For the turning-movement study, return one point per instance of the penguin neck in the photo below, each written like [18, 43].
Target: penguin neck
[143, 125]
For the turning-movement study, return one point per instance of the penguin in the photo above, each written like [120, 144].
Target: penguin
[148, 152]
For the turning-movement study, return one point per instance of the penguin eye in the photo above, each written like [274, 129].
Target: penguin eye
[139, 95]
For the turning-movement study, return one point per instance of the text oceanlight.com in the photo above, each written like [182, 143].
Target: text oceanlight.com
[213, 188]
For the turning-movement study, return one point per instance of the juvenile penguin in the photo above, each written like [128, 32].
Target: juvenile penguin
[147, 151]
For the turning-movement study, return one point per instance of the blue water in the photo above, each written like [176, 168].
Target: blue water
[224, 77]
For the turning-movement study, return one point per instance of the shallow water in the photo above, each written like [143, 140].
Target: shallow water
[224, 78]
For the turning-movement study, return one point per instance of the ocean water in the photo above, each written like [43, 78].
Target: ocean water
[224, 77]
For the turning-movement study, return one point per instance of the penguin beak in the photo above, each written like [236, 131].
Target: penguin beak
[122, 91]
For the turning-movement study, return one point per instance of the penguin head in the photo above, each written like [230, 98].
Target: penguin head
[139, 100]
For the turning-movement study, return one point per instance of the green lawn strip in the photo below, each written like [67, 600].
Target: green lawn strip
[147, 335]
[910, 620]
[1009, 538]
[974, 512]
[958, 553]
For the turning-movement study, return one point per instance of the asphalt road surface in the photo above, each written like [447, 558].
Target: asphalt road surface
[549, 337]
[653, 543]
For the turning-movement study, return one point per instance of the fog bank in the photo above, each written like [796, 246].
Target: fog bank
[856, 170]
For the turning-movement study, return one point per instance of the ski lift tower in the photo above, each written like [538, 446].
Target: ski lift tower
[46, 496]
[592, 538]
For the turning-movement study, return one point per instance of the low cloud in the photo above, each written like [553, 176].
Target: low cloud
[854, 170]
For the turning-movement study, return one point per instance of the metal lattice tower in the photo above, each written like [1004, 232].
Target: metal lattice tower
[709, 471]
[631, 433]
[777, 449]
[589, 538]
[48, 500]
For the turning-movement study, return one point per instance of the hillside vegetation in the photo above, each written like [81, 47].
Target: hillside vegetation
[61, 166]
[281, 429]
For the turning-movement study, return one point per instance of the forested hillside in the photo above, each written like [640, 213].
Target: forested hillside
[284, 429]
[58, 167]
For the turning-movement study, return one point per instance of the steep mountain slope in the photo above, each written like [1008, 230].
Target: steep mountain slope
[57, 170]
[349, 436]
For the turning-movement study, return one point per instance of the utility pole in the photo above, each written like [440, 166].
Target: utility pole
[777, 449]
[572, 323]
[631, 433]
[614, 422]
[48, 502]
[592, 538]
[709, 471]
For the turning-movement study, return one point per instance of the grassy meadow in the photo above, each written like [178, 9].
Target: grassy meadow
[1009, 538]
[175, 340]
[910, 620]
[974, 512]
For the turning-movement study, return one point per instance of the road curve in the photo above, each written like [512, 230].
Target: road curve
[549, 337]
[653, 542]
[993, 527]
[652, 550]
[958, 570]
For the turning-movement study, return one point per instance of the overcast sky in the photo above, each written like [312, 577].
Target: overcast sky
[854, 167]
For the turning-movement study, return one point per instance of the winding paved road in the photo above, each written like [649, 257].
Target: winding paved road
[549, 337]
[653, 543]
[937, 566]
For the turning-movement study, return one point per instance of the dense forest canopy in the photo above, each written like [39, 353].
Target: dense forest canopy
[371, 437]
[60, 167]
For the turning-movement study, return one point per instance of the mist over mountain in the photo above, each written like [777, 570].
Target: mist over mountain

Task description
Starting at the line that contains "like [312, 577]." and running through the last line of the records above, render each line as one string in a JSON list, leaving out any blank lines.

Exercise output
[
  "For the turning-movement study, return one point per instance of the overcast sky in the photo above, each written like [312, 577].",
  "Target: overcast sky",
  "[854, 167]",
  "For the turning-movement study, return one point per instance of the winding paved road in the photo above, each written like [649, 257].",
  "Target: winding paved road",
  "[549, 337]",
  "[653, 543]",
  "[937, 566]",
  "For the turning-movement study, return one point per instance of the dense forest canopy in the photo above, each written like [39, 353].",
  "Target: dense forest canopy",
  "[371, 437]",
  "[60, 167]",
  "For the turning-movement study, return one point per instance of the mist over mountain in the photo above, each written like [777, 570].",
  "Target: mist over mountain"
]